WHAT TO PRODUCE:
Copy out the stretch from the line containing "flat-nose pliers jaw" through the end of the material, changing "innermost" to "central" and leaving everything else unchanged.

[START OF MATERIAL SUPPLIED]

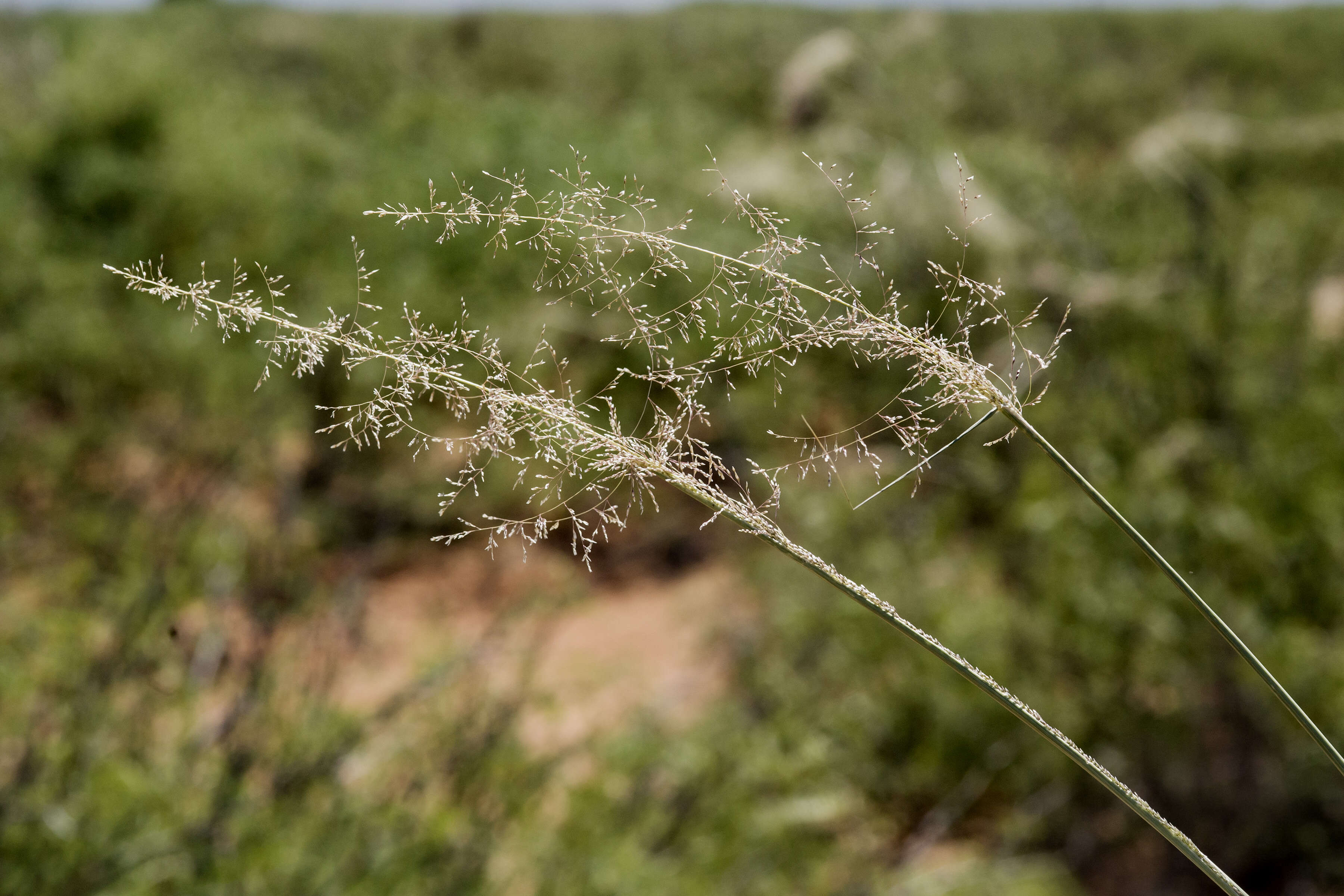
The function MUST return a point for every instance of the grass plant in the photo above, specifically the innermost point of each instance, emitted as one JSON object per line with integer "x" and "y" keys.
{"x": 584, "y": 468}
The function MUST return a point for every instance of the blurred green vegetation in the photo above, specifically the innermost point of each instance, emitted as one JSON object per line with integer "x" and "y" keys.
{"x": 1178, "y": 178}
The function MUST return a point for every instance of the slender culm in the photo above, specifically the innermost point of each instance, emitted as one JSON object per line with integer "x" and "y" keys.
{"x": 587, "y": 471}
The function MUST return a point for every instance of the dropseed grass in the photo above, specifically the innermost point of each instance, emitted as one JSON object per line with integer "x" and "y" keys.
{"x": 585, "y": 469}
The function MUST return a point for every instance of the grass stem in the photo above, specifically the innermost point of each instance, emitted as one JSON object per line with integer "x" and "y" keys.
{"x": 971, "y": 673}
{"x": 1223, "y": 629}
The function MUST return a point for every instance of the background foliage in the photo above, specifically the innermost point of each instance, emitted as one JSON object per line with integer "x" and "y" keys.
{"x": 1175, "y": 177}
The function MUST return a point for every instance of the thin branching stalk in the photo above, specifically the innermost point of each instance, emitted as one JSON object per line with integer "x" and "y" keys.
{"x": 564, "y": 430}
{"x": 1207, "y": 612}
{"x": 585, "y": 471}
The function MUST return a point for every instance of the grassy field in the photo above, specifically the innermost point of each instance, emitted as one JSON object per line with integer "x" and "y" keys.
{"x": 187, "y": 574}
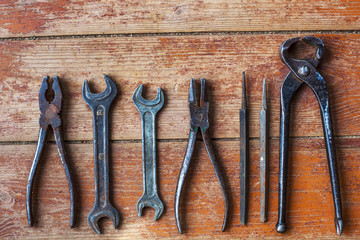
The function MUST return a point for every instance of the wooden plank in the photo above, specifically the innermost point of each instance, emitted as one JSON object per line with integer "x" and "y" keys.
{"x": 169, "y": 63}
{"x": 63, "y": 17}
{"x": 310, "y": 211}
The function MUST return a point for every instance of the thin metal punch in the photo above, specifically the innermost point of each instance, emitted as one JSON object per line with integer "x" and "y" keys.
{"x": 263, "y": 156}
{"x": 243, "y": 156}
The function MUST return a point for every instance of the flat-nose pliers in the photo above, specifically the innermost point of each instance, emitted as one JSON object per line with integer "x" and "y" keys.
{"x": 49, "y": 116}
{"x": 304, "y": 71}
{"x": 199, "y": 121}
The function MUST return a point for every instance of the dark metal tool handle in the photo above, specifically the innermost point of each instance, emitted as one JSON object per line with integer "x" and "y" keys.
{"x": 219, "y": 175}
{"x": 148, "y": 110}
{"x": 29, "y": 187}
{"x": 182, "y": 175}
{"x": 101, "y": 155}
{"x": 100, "y": 104}
{"x": 289, "y": 87}
{"x": 149, "y": 153}
{"x": 323, "y": 98}
{"x": 64, "y": 161}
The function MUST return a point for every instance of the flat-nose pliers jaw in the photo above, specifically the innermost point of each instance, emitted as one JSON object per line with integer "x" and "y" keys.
{"x": 199, "y": 120}
{"x": 304, "y": 71}
{"x": 49, "y": 116}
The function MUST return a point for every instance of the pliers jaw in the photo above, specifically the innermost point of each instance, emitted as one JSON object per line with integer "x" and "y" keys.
{"x": 49, "y": 111}
{"x": 303, "y": 69}
{"x": 199, "y": 113}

[END OF MATERIAL SUPPLIED]

RESPONSE FOR THIS EXERCISE:
The function MUST return a point for every instance of the flat-nose pliers jaw in the photo above, specifically the central point of each instance, emitted as one JSON object per line with integer "x" and "y" keys.
{"x": 199, "y": 120}
{"x": 304, "y": 71}
{"x": 49, "y": 116}
The function MUST return a point for every instance of the pliers jaw in the photo above, specifically the central point of each instance, emitted as one JSON object per line with integer "x" and "y" keys.
{"x": 49, "y": 111}
{"x": 303, "y": 69}
{"x": 199, "y": 113}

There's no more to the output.